• **EXERCISE BRIEF**:
Can you repeat every item below line for line, without the pictures?

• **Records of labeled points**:
■ ■ ■ ■ ■ ■ ■
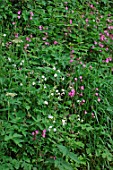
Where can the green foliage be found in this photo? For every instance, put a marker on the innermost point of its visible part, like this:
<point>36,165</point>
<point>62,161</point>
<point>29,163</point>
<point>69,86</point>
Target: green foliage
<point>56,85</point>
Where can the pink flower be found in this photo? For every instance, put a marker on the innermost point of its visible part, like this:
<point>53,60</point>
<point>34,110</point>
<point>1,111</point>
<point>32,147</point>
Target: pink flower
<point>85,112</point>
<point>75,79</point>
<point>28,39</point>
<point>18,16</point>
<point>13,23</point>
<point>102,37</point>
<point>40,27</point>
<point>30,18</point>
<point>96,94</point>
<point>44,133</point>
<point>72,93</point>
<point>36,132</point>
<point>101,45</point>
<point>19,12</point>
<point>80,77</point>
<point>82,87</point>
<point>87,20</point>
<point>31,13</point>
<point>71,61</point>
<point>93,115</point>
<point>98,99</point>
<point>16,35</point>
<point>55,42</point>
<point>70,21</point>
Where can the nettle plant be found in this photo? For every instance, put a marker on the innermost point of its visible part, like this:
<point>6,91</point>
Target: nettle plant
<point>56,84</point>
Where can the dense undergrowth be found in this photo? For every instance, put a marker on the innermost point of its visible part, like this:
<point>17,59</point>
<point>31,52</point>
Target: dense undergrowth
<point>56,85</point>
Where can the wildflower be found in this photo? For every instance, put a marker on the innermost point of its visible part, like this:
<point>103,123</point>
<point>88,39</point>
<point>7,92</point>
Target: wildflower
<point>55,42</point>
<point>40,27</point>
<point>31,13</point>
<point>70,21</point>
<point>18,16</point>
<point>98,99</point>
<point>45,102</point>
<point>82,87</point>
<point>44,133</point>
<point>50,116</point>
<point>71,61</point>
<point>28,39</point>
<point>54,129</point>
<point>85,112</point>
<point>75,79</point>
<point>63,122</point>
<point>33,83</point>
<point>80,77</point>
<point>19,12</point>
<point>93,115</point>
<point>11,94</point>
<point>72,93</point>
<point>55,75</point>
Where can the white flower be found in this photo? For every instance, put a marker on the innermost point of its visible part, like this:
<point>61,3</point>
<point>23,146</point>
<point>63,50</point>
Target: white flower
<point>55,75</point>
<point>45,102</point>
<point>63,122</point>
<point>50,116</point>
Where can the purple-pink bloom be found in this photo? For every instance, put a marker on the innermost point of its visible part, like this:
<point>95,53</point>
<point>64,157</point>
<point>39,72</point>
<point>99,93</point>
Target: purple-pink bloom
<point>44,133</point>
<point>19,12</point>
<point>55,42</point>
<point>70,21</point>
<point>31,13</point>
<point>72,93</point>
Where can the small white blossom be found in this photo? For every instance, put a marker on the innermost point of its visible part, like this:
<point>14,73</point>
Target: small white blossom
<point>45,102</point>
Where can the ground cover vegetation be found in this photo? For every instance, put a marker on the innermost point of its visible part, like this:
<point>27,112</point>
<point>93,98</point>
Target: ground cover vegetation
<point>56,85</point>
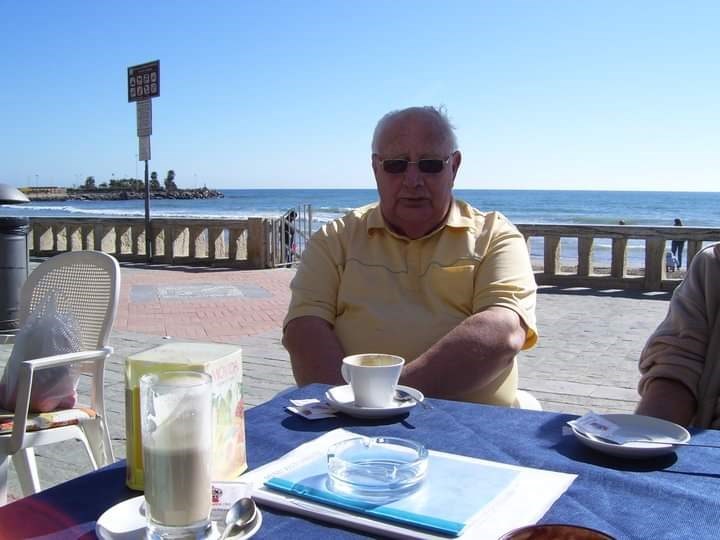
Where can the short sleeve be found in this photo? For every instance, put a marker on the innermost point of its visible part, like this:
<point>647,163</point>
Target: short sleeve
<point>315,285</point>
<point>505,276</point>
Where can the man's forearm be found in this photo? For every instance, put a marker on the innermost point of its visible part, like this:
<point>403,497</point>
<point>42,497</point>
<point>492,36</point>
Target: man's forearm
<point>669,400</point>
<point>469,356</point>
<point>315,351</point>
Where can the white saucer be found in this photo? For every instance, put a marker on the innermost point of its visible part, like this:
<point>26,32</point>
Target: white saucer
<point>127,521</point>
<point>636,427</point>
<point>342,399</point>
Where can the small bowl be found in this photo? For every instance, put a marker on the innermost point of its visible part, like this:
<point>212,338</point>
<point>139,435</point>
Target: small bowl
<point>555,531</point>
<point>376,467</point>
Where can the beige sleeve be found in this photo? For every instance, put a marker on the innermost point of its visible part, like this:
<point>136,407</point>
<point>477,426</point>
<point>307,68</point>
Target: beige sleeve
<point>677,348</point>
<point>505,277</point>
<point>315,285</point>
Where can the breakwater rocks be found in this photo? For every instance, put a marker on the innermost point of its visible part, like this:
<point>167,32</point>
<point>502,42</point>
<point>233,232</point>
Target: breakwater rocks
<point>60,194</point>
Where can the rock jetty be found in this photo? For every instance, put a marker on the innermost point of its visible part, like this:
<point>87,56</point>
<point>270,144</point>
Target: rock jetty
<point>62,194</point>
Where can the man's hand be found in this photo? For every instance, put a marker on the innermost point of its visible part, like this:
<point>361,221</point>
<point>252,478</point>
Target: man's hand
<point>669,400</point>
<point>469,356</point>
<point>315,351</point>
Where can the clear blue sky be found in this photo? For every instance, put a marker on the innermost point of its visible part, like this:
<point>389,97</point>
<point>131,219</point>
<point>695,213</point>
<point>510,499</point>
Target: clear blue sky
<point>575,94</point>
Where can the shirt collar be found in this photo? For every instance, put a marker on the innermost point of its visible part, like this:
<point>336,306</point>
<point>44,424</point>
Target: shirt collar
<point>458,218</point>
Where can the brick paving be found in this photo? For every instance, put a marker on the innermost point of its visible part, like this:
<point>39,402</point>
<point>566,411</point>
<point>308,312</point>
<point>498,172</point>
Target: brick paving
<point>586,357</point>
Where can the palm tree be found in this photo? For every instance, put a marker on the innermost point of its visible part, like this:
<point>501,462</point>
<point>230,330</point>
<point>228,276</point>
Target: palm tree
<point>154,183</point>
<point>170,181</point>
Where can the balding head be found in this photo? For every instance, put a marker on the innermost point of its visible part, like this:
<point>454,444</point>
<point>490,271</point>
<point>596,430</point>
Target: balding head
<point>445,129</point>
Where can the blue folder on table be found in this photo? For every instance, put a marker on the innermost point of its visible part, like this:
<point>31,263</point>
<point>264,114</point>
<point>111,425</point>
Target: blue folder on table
■ ■ ■ ■ ■ ■ ■
• **CORRECT RESPONSE**:
Where can the green foliage be found in this photo? For every instance, put a marker on the innermost point of its visible part, like this:
<point>36,165</point>
<point>62,161</point>
<point>29,163</point>
<point>69,86</point>
Target: green foliage
<point>56,85</point>
Where can the pink flower be found in this photo? For every instance, put a marker on the innermost point of its visible part, like this:
<point>53,60</point>
<point>34,110</point>
<point>1,111</point>
<point>32,147</point>
Target: pink flower
<point>85,112</point>
<point>75,79</point>
<point>28,39</point>
<point>18,16</point>
<point>13,23</point>
<point>102,37</point>
<point>40,27</point>
<point>30,18</point>
<point>96,94</point>
<point>44,133</point>
<point>72,93</point>
<point>36,132</point>
<point>101,45</point>
<point>19,12</point>
<point>80,77</point>
<point>82,87</point>
<point>87,20</point>
<point>31,13</point>
<point>71,61</point>
<point>93,115</point>
<point>98,99</point>
<point>16,35</point>
<point>55,42</point>
<point>70,21</point>
Where can the nettle plant be found in this photo? For every instance, put a marker on the innermost point of its visible part, like this:
<point>6,91</point>
Target: nettle plant
<point>56,84</point>
Where can the dense undergrowth be found in this photo? For every instance, put a marker on the innermost point of its visible part, like this:
<point>17,59</point>
<point>31,52</point>
Target: dense undergrowth
<point>56,85</point>
Where can the wildflower be found in this photo? For every instance, put a marker on the innermost point of its visible part, like this:
<point>103,123</point>
<point>88,39</point>
<point>7,92</point>
Target: wildflower
<point>55,42</point>
<point>40,27</point>
<point>31,13</point>
<point>70,21</point>
<point>18,16</point>
<point>98,99</point>
<point>45,102</point>
<point>82,87</point>
<point>44,133</point>
<point>50,116</point>
<point>71,61</point>
<point>28,39</point>
<point>54,129</point>
<point>85,112</point>
<point>75,79</point>
<point>63,122</point>
<point>33,83</point>
<point>80,77</point>
<point>19,12</point>
<point>93,115</point>
<point>11,94</point>
<point>72,93</point>
<point>55,75</point>
Where can the white flower be found in this photo? For every instance, put a marker on the innermost point of its visible part, like this:
<point>61,3</point>
<point>23,146</point>
<point>63,50</point>
Target: white flower
<point>55,75</point>
<point>45,102</point>
<point>63,122</point>
<point>50,116</point>
Where can the purple-pink bloom be found in this photo? For every instance, put a marker on the innermost point of its visible part, like this:
<point>95,53</point>
<point>64,157</point>
<point>39,72</point>
<point>99,93</point>
Target: purple-pink bloom
<point>44,133</point>
<point>19,12</point>
<point>55,42</point>
<point>70,21</point>
<point>31,13</point>
<point>72,93</point>
Where can the small white blossom be found in this photo? For every instance, put a marker on the innermost point of its visible part, like this:
<point>14,73</point>
Target: small white blossom
<point>45,102</point>
Where can the ground cover vegetation be found in this photo? For every instance, put a marker on the innermost point of its visible part, like this:
<point>27,112</point>
<point>93,98</point>
Target: ground cover vegetation
<point>56,85</point>
Where can the short sleeve be found in this photo? For every instance, put a marker on the innermost point of its visible part, like this:
<point>647,163</point>
Target: short sleeve
<point>315,285</point>
<point>505,276</point>
Where can the man's forearm be found in this photo? For every instance, put a marker on the innermost point of its visible part, like this:
<point>403,497</point>
<point>42,497</point>
<point>492,36</point>
Target: man's forearm
<point>669,400</point>
<point>469,356</point>
<point>315,351</point>
Where can the white saucer be found in this photo? For every instance, put a marker on the innermost point of its visible part, like this:
<point>26,32</point>
Target: white saucer
<point>127,521</point>
<point>636,427</point>
<point>342,399</point>
Where can the small bowl be found in this photo? For every instance, put a marker on the innermost point of its visible part, like this:
<point>212,338</point>
<point>139,435</point>
Target: small bowl
<point>555,531</point>
<point>376,467</point>
Where can the beige sleeve be found in this photo? For every instance, put a marker on the innermost point of its visible part, like this:
<point>136,407</point>
<point>477,426</point>
<point>307,68</point>
Target: beige sleeve
<point>677,348</point>
<point>505,277</point>
<point>315,285</point>
Where can the breakwater rocks be found in this photo? For every instance, put a marker on the innermost point of its visible part, like this:
<point>167,32</point>
<point>502,42</point>
<point>233,232</point>
Target: breakwater rocks
<point>60,194</point>
Where can the rock jetty be found in this photo? For every instance, put a marker on the innermost point of its visible part, like this:
<point>87,56</point>
<point>270,144</point>
Target: rock jetty
<point>62,194</point>
Where can the man's hand be found in this photo? For every instance, put a marker on the innermost point of its visible part, like this:
<point>361,221</point>
<point>252,478</point>
Target: man's hand
<point>669,400</point>
<point>469,356</point>
<point>315,351</point>
Where can the clear blue sky be found in this photo? For every instance, put a marker on the innermost point of its visible part, like this:
<point>389,97</point>
<point>131,219</point>
<point>695,213</point>
<point>510,499</point>
Target: clear blue sky
<point>575,94</point>
Where can the shirt collar be found in this photo? For every instance, put a marker on the innermost point of its visible part, like this:
<point>336,306</point>
<point>44,424</point>
Target: shirt collar
<point>458,218</point>
Where can the brick paving be found in this photo? For every instance, put a marker on the innermost point of its visible part, like this:
<point>39,402</point>
<point>566,411</point>
<point>308,312</point>
<point>498,172</point>
Target: brick paving
<point>586,357</point>
Where can the palm tree be found in this photo? For every instance, put a marker on the innermost point of its visible part, like this:
<point>501,462</point>
<point>230,330</point>
<point>228,276</point>
Target: palm tree
<point>154,183</point>
<point>170,181</point>
Where can the balding head be found in this photo? For every instance, put a marker on the innermost point of its visible part, like this:
<point>454,444</point>
<point>490,271</point>
<point>596,430</point>
Target: balding head
<point>445,129</point>
Where can the blue folder on table be found in this photo? For every instance, put a marker on the innermost point of its visible part, like this:
<point>31,263</point>
<point>264,114</point>
<point>111,425</point>
Target: blue folder on table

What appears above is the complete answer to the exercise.